* _Required work_
Please start at the first line of the records beneath and quote each line exactly, ending with the line containing "Locate the green leaf;".

(Point localization data)
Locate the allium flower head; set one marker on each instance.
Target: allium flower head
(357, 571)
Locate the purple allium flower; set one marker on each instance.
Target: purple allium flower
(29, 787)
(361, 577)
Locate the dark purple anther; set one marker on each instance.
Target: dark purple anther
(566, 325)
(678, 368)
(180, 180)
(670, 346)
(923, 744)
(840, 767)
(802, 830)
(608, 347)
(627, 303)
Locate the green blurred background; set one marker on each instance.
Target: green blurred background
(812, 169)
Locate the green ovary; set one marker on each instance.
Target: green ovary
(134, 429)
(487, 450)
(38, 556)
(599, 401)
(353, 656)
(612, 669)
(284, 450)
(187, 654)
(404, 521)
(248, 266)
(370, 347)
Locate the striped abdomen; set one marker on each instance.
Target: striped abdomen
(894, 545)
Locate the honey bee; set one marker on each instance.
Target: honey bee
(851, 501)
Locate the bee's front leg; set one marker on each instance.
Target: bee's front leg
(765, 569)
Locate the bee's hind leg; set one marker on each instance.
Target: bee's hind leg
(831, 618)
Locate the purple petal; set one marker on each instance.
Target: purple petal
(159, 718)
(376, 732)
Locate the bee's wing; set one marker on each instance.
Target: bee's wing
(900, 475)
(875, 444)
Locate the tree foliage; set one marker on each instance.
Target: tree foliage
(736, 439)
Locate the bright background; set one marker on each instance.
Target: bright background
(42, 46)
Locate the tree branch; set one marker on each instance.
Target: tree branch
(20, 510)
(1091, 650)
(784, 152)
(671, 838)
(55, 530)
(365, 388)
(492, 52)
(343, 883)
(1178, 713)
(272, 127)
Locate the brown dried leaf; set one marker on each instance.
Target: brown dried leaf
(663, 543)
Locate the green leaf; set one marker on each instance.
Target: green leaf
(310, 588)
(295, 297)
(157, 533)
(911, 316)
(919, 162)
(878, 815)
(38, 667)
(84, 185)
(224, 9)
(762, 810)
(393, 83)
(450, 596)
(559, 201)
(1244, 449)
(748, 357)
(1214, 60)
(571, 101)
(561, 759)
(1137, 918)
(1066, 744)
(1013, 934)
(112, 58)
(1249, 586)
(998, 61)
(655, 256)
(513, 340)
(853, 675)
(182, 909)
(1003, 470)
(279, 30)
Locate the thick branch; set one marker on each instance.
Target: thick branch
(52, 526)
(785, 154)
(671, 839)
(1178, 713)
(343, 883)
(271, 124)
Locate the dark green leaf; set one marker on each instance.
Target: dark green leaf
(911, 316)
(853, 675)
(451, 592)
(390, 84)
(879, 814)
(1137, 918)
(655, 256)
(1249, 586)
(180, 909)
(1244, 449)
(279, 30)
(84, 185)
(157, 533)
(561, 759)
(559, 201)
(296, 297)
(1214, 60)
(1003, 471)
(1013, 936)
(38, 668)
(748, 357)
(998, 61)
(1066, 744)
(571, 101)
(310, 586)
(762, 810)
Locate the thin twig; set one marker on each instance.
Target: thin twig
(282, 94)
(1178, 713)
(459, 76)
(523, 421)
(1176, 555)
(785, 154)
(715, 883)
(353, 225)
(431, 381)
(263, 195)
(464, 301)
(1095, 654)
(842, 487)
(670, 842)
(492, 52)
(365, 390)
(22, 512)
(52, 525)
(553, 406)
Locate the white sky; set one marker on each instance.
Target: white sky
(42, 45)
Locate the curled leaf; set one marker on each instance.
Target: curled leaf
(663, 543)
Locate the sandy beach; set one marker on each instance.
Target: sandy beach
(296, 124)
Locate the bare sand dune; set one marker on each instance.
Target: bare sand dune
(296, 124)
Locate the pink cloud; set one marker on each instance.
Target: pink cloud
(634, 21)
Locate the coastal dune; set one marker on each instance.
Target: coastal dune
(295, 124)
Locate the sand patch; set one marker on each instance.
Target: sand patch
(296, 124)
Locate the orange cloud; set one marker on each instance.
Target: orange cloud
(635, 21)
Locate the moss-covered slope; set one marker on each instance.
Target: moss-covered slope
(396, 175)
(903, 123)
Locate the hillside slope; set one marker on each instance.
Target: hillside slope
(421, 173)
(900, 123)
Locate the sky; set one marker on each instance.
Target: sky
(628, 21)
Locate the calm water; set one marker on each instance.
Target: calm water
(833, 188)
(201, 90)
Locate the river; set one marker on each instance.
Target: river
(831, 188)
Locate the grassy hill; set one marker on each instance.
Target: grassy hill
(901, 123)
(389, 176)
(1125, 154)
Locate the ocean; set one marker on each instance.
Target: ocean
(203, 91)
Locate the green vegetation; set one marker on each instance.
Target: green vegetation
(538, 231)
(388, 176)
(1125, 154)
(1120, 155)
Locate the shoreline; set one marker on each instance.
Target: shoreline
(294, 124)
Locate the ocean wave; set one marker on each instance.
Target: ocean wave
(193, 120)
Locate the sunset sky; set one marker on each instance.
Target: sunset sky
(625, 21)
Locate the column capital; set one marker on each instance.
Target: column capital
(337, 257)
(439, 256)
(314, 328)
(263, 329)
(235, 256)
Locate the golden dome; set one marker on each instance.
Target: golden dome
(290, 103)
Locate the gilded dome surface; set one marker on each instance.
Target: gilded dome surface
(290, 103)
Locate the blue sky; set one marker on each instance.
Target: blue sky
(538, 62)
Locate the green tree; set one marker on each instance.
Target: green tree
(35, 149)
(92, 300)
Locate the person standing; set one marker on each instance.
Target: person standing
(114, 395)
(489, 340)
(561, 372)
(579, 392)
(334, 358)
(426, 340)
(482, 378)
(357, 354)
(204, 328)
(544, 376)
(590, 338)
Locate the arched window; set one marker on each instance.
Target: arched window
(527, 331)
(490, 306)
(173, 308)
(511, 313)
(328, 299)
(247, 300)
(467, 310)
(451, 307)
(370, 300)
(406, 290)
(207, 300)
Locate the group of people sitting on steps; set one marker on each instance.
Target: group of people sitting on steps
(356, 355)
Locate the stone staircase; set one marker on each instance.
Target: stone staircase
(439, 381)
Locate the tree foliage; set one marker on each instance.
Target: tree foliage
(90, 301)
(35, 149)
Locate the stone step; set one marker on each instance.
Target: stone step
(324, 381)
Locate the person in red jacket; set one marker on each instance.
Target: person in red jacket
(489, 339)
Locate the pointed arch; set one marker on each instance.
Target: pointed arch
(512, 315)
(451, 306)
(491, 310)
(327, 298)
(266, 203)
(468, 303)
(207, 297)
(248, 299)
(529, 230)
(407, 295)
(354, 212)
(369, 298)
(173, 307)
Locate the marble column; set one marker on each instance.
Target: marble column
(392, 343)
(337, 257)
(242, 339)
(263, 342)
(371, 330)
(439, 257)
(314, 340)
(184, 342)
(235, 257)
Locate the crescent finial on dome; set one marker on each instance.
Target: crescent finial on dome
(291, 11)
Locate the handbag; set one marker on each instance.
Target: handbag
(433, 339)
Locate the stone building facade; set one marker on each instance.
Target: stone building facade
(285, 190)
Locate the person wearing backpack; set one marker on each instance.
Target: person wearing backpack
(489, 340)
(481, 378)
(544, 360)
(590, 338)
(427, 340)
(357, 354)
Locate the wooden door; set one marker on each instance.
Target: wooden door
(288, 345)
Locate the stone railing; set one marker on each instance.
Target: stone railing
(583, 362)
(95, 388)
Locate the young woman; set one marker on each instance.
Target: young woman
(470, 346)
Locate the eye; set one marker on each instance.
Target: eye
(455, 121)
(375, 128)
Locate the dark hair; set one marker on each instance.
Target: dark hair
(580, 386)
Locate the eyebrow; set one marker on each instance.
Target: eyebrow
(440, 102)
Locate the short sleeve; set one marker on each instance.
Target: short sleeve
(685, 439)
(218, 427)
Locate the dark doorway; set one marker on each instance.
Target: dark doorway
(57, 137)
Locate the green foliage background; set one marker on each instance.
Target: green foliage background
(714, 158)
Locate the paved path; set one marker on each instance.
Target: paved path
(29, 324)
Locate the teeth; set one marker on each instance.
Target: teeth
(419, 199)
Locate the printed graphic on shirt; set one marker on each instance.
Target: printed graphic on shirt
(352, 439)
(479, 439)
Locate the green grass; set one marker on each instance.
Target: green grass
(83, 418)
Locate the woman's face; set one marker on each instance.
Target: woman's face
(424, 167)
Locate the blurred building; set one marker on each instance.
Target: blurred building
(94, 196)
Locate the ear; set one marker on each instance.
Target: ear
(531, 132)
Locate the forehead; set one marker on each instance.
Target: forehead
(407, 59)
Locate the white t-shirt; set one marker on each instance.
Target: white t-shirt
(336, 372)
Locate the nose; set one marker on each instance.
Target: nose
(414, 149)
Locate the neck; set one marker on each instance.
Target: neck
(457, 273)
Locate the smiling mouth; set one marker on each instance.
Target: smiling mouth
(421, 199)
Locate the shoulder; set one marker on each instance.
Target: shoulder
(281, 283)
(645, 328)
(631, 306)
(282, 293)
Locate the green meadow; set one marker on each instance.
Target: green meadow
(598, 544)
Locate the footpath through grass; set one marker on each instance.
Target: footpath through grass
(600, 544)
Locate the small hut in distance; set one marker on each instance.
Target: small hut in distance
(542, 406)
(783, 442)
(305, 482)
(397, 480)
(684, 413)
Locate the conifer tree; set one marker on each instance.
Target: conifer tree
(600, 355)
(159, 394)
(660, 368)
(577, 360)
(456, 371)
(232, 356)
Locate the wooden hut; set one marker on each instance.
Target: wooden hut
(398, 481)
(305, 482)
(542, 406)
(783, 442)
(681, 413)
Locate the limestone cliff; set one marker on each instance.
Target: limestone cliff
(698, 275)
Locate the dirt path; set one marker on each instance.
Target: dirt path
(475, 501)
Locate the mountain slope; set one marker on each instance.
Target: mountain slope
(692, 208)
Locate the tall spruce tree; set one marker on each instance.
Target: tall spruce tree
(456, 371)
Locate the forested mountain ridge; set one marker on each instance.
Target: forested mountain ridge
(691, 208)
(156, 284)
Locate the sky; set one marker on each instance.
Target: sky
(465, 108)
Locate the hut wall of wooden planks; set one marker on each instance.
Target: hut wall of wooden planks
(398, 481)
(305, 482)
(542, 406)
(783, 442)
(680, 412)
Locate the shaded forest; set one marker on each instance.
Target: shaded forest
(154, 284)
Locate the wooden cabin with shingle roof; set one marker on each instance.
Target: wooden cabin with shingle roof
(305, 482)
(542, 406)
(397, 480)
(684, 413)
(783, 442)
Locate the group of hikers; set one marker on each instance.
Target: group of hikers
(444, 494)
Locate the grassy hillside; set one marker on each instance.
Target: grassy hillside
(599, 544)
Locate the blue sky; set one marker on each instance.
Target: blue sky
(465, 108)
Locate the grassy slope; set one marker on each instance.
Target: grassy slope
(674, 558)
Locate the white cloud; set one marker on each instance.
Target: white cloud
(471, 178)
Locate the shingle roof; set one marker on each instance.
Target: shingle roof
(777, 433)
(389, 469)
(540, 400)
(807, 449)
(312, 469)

* _Task solution_
Locate the allium flower head; set one marker on each instance.
Target: allium flower head
(357, 571)
Locate the purple allium flower; set one marker on each instance.
Target: purple allium flower
(29, 787)
(361, 577)
Locate the dark purple anther; set one marker on each instance.
Target: dark purple anther
(566, 325)
(678, 368)
(180, 180)
(670, 346)
(923, 744)
(840, 767)
(802, 830)
(608, 347)
(627, 303)
Locate the green blurred background; set one marker on each instance.
Target: green blurred background
(812, 169)
Locate the green ovary; set one marker on each instance.
Target: green ovary
(134, 429)
(487, 450)
(38, 556)
(599, 401)
(353, 656)
(612, 669)
(284, 450)
(187, 654)
(404, 521)
(248, 266)
(370, 347)
Locate the striped abdomen; set one marker on each instance.
Target: striped abdomen
(894, 545)
Locate the honey bee; set one marker on each instance.
Target: honey bee
(851, 501)
Locate the bee's front leg; set one marker on each instance.
Target: bee's front leg
(765, 569)
Locate the bee's hind leg; set one marker on each instance.
Target: bee's hind leg
(831, 618)
Locate the purple petal; set one marker on each instance.
Target: purple petal
(159, 718)
(376, 732)
Locate the bee's wing; set one marker on each instance.
Target: bee's wing
(900, 475)
(875, 444)
Locate the tree foliage; set one marker on each instance.
Target: tree foliage
(736, 439)
Locate the bright background; set one marker on each instance.
Target: bright background
(42, 46)
Locate the tree branch; set one marker on each instance.
Target: tree branch
(20, 510)
(1091, 650)
(784, 152)
(671, 838)
(55, 530)
(365, 388)
(492, 52)
(343, 883)
(1178, 713)
(272, 127)
Locate the brown dried leaf; set one marker on each instance.
Target: brown dried leaf
(663, 543)
Locate the green leaf; set one marker on each instance.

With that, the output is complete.